WORK ORDER: Word for word, restate the lines of the data from the first through the one containing "of the packed", and nothing else.

[[ DATA FOR ANALYSIS, beginning ]]

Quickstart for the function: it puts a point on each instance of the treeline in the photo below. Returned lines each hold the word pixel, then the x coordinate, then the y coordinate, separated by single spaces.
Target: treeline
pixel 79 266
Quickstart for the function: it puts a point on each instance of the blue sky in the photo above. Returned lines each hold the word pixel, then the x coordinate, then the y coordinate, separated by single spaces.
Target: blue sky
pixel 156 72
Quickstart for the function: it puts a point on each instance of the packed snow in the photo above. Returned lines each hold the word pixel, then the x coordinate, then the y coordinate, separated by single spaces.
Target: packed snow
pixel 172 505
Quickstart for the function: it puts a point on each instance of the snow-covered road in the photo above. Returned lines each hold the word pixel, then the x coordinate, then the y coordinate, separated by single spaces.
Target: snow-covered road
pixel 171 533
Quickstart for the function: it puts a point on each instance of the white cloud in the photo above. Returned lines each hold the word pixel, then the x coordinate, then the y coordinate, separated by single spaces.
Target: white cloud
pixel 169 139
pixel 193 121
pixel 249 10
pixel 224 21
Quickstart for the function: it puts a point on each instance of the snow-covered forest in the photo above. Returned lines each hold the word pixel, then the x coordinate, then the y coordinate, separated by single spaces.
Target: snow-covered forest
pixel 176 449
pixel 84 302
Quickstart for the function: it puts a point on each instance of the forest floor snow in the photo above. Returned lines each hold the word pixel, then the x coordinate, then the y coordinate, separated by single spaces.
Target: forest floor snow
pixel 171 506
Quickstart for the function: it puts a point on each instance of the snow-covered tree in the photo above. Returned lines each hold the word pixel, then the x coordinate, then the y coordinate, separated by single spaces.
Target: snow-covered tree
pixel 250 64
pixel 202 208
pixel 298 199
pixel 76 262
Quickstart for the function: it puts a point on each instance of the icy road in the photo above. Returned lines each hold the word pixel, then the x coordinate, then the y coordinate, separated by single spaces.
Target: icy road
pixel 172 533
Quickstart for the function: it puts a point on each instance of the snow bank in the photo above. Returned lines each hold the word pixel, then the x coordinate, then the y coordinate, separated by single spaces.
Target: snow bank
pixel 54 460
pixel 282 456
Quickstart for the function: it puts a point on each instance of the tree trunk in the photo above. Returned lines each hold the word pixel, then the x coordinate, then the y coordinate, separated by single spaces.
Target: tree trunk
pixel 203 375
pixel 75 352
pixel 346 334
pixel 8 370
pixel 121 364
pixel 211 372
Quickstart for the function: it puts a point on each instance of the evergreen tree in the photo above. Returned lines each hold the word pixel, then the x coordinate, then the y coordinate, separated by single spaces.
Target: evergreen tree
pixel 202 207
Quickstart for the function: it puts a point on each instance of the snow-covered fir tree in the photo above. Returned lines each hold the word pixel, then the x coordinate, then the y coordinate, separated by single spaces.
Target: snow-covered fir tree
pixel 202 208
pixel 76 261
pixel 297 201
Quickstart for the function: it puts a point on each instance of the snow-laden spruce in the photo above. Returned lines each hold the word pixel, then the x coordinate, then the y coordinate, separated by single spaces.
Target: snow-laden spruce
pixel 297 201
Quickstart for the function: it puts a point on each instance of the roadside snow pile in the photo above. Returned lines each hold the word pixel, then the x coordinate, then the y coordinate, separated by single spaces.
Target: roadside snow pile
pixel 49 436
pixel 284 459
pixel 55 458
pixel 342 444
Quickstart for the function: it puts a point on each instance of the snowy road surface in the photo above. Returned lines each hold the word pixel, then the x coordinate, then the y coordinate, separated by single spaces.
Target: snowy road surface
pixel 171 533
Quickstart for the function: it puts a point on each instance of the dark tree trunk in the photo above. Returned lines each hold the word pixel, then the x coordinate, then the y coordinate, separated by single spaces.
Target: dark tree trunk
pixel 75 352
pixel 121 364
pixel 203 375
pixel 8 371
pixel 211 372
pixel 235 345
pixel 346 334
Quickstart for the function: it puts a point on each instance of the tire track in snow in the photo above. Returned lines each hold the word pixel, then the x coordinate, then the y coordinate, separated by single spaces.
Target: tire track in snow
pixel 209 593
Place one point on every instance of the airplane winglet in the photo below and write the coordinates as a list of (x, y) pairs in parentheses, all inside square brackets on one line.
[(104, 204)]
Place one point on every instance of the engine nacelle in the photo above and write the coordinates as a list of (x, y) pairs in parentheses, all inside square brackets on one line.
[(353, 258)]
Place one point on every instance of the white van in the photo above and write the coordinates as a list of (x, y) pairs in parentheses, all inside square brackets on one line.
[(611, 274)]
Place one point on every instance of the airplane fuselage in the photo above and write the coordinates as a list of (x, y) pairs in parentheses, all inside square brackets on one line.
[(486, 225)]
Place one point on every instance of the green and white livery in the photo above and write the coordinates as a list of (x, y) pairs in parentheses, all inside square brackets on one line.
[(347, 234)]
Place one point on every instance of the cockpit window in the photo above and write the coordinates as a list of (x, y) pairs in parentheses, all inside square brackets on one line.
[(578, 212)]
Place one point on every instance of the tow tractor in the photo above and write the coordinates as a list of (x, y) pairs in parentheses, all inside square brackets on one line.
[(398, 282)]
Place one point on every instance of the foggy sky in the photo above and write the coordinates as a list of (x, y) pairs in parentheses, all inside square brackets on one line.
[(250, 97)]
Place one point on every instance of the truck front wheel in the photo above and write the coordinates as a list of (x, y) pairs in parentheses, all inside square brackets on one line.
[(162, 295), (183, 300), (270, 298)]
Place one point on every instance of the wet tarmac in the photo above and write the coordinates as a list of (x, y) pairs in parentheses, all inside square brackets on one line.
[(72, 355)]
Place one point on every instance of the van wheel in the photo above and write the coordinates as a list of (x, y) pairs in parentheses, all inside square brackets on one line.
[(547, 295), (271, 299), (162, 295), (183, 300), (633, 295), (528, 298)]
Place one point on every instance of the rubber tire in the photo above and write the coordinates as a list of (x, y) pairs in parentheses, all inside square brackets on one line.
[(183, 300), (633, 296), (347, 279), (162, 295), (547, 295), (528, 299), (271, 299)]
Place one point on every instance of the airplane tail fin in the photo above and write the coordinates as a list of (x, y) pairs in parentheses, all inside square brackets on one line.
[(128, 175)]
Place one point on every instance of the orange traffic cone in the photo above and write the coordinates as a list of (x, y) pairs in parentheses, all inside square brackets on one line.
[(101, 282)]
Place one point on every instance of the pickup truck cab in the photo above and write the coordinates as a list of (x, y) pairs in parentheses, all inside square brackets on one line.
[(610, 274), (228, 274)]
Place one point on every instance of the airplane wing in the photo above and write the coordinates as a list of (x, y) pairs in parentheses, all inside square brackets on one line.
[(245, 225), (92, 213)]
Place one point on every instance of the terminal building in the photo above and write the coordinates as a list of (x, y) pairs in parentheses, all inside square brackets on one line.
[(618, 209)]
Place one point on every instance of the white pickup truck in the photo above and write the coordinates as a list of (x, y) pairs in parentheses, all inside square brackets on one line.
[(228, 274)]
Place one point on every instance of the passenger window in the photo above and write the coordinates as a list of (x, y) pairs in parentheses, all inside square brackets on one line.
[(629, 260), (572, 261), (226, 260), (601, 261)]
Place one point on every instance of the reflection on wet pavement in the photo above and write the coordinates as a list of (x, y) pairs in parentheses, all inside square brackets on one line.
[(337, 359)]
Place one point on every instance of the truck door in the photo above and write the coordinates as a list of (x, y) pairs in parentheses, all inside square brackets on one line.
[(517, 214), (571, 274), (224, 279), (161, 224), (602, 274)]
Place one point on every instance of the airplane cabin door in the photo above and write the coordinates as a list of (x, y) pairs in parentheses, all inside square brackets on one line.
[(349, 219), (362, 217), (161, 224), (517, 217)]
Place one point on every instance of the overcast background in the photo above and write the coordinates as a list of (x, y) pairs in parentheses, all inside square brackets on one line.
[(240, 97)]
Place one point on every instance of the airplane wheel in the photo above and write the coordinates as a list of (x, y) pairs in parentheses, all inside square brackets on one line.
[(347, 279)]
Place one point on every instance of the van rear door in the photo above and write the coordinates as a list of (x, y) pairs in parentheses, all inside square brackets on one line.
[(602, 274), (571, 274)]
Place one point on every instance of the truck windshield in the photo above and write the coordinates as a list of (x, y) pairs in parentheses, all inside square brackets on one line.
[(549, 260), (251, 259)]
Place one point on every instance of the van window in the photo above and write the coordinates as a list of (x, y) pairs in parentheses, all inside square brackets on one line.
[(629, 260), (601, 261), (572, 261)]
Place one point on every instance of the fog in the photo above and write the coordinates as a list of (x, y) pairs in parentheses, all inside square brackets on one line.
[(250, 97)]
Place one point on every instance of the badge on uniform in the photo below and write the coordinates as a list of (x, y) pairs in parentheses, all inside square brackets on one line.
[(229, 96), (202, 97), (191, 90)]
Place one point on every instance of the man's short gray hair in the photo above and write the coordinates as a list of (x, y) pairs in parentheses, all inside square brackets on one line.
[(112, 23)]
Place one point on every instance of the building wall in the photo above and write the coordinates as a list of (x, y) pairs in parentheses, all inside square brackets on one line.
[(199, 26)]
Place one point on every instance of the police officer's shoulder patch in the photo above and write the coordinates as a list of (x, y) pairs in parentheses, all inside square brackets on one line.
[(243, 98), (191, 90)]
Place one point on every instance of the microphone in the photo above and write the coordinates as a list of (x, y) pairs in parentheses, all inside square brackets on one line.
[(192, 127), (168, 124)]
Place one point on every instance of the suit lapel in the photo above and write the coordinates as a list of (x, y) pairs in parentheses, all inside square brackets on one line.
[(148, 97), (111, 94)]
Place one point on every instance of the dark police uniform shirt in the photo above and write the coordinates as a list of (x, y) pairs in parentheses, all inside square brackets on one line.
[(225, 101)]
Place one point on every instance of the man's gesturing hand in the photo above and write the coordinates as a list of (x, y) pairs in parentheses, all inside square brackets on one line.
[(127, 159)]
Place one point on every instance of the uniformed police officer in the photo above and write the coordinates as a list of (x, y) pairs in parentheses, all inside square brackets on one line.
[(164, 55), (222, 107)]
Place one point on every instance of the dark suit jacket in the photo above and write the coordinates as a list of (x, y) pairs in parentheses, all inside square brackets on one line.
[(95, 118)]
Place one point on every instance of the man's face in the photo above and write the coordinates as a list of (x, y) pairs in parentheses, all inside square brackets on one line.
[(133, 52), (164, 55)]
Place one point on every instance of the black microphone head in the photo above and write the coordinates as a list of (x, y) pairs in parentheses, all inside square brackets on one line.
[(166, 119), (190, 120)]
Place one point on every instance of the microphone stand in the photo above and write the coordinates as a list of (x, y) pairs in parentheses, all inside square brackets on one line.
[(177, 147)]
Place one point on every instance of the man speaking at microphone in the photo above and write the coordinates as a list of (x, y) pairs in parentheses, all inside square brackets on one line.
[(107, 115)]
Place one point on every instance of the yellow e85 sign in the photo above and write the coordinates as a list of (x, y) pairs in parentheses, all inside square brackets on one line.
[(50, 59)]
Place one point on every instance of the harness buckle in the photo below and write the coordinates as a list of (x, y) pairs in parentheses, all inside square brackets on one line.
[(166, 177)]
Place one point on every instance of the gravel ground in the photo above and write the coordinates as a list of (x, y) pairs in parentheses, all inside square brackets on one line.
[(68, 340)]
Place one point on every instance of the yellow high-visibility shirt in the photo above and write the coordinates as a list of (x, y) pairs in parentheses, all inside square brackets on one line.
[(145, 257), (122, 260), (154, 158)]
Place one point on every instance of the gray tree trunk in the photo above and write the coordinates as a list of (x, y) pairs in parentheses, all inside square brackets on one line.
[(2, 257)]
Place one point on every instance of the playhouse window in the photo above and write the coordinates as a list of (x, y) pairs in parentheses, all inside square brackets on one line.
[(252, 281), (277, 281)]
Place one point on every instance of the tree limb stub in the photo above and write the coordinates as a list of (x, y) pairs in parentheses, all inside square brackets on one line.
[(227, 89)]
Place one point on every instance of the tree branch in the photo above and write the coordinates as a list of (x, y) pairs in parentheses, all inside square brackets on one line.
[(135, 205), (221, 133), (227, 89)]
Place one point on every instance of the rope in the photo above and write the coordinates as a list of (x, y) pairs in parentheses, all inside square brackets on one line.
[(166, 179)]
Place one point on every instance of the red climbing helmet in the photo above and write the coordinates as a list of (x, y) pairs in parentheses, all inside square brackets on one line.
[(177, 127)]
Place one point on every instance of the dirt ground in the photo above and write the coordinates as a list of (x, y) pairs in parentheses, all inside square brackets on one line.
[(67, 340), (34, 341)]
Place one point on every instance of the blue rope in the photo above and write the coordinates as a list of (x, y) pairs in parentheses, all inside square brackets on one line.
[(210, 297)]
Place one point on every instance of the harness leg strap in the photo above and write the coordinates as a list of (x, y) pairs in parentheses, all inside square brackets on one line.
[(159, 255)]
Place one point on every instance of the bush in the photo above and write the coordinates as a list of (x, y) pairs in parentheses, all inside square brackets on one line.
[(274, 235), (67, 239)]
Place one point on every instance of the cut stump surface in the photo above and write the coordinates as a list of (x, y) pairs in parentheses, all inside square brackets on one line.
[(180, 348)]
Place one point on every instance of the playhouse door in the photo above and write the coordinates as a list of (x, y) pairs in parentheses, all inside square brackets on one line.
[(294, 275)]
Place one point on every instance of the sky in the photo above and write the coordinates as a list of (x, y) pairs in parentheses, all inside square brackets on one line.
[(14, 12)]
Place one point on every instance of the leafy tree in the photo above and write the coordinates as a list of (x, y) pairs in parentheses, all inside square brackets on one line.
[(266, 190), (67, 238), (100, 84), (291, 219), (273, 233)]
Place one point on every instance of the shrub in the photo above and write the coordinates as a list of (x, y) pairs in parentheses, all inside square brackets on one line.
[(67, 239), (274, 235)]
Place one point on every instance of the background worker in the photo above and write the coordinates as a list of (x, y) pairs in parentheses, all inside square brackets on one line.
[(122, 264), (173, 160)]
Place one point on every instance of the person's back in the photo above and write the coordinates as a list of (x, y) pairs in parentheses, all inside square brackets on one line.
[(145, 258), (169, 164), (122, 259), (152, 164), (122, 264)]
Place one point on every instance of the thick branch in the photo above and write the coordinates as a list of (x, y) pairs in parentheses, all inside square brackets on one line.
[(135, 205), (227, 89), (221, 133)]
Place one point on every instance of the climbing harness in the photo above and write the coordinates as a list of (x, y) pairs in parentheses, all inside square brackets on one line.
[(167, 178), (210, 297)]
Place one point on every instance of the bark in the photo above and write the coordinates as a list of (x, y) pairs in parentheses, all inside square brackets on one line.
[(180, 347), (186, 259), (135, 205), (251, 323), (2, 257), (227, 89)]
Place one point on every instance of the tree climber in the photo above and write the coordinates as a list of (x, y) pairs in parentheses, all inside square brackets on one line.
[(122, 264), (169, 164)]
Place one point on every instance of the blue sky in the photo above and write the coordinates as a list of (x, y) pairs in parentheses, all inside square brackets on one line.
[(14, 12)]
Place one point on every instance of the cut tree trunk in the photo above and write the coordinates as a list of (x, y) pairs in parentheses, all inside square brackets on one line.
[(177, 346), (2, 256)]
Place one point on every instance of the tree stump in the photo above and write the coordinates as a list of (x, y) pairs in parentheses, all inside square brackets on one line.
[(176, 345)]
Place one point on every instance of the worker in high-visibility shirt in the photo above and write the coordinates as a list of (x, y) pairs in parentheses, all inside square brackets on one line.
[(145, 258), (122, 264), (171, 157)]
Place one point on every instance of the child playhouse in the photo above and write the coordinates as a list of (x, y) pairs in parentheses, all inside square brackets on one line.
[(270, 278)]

[[ DATA FOR ANALYSIS, end ]]

PROBLEM SOLUTION:
Quickstart for the function: it puts a point on each instance of the treeline in the photo below. Returned lines each hold the word pixel, then the x coordinate, then the y coordinate, separated by single spaces.
Target: treeline
pixel 79 266
Quickstart for the function: it puts a point on each instance of the blue sky in the photo above. Returned lines each hold the word pixel, then the x coordinate, then the y coordinate, separated by single spaces.
Target: blue sky
pixel 156 72
Quickstart for the function: it puts a point on each instance of the packed snow in the photo above. Returned lines each hold the word pixel, then the x coordinate, then the y coordinate, separated by single spaces.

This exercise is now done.